* [AIM OF THE TASK]: Copy the lines of the listing exactly as they appear, from the line containing "Could you please outline every instance of the outstretched" through the end of the listing, including both of those lines.

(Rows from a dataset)
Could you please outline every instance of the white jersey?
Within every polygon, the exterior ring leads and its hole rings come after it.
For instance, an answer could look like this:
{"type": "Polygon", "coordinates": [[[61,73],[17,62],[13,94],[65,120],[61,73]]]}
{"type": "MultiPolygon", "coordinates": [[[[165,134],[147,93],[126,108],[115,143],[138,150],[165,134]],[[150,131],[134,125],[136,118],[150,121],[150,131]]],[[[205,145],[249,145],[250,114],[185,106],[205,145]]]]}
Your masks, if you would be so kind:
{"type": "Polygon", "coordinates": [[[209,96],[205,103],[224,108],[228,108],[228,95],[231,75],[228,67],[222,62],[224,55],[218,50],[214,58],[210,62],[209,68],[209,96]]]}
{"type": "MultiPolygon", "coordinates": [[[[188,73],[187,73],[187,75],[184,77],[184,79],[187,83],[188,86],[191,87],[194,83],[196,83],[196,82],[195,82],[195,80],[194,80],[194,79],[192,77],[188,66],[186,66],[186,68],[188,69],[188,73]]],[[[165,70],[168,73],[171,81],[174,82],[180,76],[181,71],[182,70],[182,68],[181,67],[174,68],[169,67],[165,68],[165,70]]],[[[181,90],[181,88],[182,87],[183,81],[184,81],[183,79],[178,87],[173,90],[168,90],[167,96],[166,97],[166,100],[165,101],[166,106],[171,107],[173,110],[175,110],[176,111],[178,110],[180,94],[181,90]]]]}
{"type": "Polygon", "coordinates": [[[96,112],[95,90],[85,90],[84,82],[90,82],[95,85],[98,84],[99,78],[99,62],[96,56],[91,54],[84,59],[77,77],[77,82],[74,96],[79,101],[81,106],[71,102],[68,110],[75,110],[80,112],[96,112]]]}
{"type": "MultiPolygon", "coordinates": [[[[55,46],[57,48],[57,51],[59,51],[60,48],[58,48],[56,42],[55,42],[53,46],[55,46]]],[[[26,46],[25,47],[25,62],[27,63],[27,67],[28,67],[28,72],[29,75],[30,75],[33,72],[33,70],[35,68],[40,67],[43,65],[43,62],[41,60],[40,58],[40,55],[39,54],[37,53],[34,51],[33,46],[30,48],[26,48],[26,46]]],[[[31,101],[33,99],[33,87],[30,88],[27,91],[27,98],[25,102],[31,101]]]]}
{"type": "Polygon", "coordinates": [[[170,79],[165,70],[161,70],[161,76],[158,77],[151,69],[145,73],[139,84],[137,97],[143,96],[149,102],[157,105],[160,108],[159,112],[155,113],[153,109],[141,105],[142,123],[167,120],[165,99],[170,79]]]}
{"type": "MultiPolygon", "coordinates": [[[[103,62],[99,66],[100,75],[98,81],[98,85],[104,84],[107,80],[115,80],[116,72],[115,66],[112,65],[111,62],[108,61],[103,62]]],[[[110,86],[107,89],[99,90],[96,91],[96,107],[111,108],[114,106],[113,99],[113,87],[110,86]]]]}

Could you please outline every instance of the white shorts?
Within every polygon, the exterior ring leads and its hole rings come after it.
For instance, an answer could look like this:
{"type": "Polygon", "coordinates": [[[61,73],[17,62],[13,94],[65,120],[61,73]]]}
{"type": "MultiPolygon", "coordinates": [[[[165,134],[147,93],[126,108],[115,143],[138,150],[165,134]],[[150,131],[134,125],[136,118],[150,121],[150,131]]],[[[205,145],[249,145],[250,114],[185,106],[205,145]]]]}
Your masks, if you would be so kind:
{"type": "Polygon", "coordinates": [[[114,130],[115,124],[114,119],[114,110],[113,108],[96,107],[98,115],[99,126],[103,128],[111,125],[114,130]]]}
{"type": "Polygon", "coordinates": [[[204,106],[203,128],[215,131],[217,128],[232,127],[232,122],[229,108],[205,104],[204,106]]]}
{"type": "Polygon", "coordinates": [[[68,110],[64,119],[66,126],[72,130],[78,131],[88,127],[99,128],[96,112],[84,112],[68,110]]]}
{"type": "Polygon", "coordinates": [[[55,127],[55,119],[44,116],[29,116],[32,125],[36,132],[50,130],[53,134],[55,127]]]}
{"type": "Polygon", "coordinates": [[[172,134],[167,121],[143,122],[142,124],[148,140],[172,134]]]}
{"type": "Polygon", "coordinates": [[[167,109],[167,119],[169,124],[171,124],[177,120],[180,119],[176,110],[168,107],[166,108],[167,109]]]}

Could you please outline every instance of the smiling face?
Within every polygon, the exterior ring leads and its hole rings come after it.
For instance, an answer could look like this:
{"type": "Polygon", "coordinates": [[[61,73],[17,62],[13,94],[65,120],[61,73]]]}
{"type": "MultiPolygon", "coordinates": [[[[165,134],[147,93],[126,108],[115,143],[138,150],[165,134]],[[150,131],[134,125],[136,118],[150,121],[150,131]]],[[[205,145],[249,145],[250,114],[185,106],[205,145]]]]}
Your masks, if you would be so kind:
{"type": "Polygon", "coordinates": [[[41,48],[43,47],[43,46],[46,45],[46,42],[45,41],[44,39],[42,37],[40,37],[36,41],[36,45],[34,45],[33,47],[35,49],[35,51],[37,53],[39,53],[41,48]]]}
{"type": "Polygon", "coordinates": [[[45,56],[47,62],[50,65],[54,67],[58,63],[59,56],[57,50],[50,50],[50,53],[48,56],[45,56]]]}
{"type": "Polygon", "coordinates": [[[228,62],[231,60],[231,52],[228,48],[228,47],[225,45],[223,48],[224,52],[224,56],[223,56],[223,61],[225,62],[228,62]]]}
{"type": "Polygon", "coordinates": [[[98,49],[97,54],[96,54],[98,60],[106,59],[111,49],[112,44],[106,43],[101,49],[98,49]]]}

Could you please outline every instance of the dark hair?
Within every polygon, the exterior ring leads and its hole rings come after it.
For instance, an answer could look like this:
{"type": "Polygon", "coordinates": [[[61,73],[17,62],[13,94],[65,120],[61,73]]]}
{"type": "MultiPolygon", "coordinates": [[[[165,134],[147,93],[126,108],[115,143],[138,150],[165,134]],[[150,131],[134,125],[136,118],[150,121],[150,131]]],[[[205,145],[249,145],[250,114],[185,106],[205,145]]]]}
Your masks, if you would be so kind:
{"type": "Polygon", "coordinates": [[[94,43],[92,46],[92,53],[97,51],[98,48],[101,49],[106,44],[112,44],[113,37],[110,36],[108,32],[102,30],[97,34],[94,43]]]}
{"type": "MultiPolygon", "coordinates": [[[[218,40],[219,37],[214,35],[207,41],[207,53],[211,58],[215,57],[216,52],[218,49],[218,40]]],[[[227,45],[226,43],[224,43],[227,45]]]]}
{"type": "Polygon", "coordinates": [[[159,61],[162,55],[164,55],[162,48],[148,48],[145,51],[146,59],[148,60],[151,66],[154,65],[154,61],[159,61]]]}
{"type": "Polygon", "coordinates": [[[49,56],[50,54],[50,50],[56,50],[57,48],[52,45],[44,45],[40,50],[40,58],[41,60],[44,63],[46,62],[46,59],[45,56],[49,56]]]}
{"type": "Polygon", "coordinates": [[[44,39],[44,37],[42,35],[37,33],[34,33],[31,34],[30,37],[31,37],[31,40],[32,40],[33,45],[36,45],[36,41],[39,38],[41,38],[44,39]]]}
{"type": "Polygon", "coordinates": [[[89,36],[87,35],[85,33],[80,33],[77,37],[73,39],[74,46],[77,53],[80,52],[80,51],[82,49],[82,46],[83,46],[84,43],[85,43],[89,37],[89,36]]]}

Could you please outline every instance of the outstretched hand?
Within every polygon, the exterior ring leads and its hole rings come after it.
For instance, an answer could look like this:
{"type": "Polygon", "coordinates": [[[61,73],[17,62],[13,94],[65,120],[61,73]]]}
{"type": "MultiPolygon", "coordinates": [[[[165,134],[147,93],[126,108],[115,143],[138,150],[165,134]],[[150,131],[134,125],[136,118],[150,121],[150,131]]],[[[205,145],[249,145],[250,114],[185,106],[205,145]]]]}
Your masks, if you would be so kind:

* [ANSWER TO THE PROBLEM]:
Could you please outline every instance of the outstretched hand?
Within every polygon, the exterior ring leads and its hole rings come after it.
For instance, an answer could look like this:
{"type": "Polygon", "coordinates": [[[61,73],[17,62],[13,94],[65,120],[61,73]]]}
{"type": "MultiPolygon", "coordinates": [[[[165,134],[147,93],[126,108],[115,143],[138,150],[165,134]],[[150,131],[134,125],[136,118],[150,121],[150,131]]],[[[205,145],[249,145],[250,114],[185,106],[205,145]]]]}
Your masks, if you would be so kind:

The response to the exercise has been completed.